DOCUMENT PASSAGE:
- - - - -
Revolutionizing Computing With Meta-ONNs
MIE/ECE Professor Yongmin Liu was awarded a $467,930 NSF grant for “Design and Realization of Multiplexed Meta-Optical Neural Networks.” The goal is to design and implement a novel class of metasurface-based ONNs, know as meta-ONNs, which can operate at optical frequencies and realize diverse functions, including all-optical image recognition and pattern generation.
Abstract Source: NSF
Artificial neural networks in machine learning have impacted many fields of science and engineering. Despite tremendous progress and achievements, implementing artificial neural networks on conventional computers is becoming increasingly challenging due to power and speed constraints. Optical neural networks (ONNs), which offer potential advantages in energy efficiency, speed, parallelism, bandwidth, and scalability, stand out as a highly promising solution to this challenge. The goal of this project is to design and implement a novel class of metasurface-based ONNs, termed meta-ONNs, which can operate at optical frequencies and realize diverse functions, including all-optical image recognition and pattern generation. Metasurfaces are composed of artificially engineered structures much smaller than the wavelength of light. They can manipulate light characteristics such as the amplitude, polarization state, and phase in a prescribed manner. By leveraging the unique properties of metasurfaces, this project will demonstrate innovative meta-ONNs capable of encoding multiple functional channels within a single system and achieving functions beyond conventional classification, significantly expanding the capabilities of ONNs by transforming computing, communications, and information processing technologies, thus benefiting the public and the nation. Integrated with the research, the education effort of the project will enhance outreach activities and educate students across different levels. Students will actively participate in the project, gaining frontier knowledge in multiple fields and eventually becoming leaders in the next-generation workforce.
- - - - -
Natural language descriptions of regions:

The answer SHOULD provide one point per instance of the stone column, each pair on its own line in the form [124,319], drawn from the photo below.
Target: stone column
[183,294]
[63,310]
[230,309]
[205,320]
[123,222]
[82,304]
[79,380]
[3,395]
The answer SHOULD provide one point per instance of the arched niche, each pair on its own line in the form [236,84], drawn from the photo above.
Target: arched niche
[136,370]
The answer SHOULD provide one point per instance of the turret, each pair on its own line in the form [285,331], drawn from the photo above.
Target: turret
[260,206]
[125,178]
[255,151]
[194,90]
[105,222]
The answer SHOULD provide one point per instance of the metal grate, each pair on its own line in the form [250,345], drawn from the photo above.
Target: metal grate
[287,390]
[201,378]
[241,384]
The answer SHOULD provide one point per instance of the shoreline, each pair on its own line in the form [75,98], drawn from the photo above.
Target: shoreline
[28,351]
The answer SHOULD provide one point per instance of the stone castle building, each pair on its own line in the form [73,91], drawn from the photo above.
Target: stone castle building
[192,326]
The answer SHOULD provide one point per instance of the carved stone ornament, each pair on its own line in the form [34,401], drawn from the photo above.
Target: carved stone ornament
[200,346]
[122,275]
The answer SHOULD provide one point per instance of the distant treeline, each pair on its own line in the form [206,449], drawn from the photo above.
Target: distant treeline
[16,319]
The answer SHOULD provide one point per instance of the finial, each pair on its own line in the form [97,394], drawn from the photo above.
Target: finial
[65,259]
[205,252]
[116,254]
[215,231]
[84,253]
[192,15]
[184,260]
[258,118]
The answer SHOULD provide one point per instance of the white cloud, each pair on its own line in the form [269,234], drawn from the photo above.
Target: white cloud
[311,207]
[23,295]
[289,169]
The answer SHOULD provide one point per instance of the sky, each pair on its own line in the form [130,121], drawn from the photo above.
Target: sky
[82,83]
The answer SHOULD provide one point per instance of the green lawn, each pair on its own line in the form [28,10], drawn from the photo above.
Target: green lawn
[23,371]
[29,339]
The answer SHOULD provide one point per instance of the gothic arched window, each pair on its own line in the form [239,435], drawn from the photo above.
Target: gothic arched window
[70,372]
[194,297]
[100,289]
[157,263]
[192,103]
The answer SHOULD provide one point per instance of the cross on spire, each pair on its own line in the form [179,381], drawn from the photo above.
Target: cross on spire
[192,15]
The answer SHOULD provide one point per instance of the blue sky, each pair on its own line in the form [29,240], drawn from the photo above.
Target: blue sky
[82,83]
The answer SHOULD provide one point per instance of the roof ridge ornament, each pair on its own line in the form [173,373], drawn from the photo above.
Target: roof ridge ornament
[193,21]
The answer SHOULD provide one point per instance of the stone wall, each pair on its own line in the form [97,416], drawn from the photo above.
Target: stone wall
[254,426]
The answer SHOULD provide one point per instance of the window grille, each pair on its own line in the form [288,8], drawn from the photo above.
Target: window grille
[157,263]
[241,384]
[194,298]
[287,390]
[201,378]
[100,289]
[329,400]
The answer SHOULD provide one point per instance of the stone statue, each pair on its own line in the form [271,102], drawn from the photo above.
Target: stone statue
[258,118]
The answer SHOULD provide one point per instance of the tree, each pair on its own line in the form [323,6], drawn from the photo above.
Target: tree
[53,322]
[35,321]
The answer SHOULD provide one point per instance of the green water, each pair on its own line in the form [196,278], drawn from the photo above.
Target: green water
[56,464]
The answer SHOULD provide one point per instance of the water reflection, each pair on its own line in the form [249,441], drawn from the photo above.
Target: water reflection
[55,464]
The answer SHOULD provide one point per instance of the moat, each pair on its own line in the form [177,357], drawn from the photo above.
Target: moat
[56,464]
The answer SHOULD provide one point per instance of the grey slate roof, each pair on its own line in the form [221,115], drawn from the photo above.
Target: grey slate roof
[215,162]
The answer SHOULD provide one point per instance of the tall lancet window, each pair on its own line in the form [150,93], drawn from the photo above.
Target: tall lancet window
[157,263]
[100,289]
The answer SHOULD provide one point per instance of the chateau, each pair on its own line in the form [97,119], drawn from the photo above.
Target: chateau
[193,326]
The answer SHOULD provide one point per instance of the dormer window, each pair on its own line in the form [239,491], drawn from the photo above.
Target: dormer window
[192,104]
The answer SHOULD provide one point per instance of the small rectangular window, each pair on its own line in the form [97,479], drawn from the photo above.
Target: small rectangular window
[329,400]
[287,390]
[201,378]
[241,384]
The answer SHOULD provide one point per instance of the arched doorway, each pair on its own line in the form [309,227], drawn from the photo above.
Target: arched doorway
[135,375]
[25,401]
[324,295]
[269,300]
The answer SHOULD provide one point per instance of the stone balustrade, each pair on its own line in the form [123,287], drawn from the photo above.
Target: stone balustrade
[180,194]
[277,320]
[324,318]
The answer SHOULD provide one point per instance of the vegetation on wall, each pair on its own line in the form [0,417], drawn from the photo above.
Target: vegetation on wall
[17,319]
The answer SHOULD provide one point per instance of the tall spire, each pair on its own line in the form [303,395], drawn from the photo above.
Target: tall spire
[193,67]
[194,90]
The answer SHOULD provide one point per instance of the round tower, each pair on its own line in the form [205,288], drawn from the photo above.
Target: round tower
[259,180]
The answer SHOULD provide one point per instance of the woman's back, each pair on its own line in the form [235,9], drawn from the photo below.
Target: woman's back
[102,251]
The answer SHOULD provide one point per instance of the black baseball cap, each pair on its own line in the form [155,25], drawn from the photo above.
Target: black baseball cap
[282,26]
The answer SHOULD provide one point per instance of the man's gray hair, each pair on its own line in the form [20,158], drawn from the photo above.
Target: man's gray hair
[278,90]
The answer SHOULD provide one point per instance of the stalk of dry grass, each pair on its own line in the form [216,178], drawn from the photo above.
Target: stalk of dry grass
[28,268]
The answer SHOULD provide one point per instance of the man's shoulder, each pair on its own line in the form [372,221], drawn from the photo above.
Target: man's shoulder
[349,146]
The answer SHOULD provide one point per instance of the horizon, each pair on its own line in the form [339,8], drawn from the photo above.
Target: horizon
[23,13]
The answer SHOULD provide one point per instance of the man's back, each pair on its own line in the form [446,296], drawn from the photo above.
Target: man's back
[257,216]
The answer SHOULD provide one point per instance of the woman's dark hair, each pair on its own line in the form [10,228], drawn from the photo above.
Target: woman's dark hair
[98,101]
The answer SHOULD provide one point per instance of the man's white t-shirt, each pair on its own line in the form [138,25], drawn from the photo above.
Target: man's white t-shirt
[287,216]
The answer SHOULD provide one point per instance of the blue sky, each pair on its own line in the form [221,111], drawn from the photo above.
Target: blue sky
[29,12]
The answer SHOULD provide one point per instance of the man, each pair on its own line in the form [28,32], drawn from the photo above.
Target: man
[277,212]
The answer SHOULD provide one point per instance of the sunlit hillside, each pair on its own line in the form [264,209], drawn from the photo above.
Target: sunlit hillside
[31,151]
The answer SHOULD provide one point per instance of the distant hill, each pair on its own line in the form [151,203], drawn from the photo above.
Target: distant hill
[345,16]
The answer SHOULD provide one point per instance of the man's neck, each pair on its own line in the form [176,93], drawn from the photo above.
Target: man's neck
- - - - -
EXERCISE 1:
Using the meta-ONN grant announcement above, mark each statement (a), (b), and (c) as agreeing with the text (yes) or not (no), and quote the words that decide it. (a) Yongmin Liu received the grant from NSF. (b) Metasurfaces are built from structures larger than the wavelength of light. (c) The project's education effort targets students at a single level.
EXERCISE 2:
Extend the meta-ONN grant announcement above with a few sentences that pick up after its final sentence.

RESPONSE BOX 1:
(a) Yes: "MIE/ECE Professor Yongmin Liu was awarded a $467,930 NSF grant"
(b) No: "artificially engineered structures much smaller than the wavelength of light"
(c) No: "educate students across different levels"

RESPONSE BOX 2:
The project aims to unlock the potential of meta-ONNs as a new platform for multifunctional optical computing, complex information processing, and innovative image generation through a software-hardware co-design approach that seamlessly integrates photonics, neural network models, advanced manufacturing, and systems engineering. The project consists of three research thrusts: (1) Design multiplexed meta-ONNs based on artificial intelligence (AI) and optimization techniques to seamlessly integrate multiple wavelength and polarization channels within a single system, greatly enhancing the capacity and versatility of ONNs; (2) Demonstrate generative meta-ONNs that can create distinct images after light propagates through the meta-ONNs, enabling novel optical encryption schemes and serving as pivotal tools for AI-assisted photonic design; (3) Fabricate low-loss, multilayered metasurfaces to implement the designed meta-ONNs, and experimentally characterize the key performance metrics including accuracy, efficiency, and robustness. The precise control of light at the subwavelength meta-neuron level is expected to significantly boost the capacity of ONNs. New manufacturing methodologies and techniques will be developed to realize high-efficiency meta-ONNs. The potential applications of the meta-ONNs include image generation for virtual reality and entertainment, medical imaging and diagnostics, security and surveillance, autonomous driving, and advanced photonic circuits for quantum computing. The research findings will accelerate the interplay between AI and photonics, forming the virtuous AI-photonics-AI circle. The design principles could also serve as inspiration for other physical neural networks and intelligent devices based on mechanical, electrical, and acoustic systems.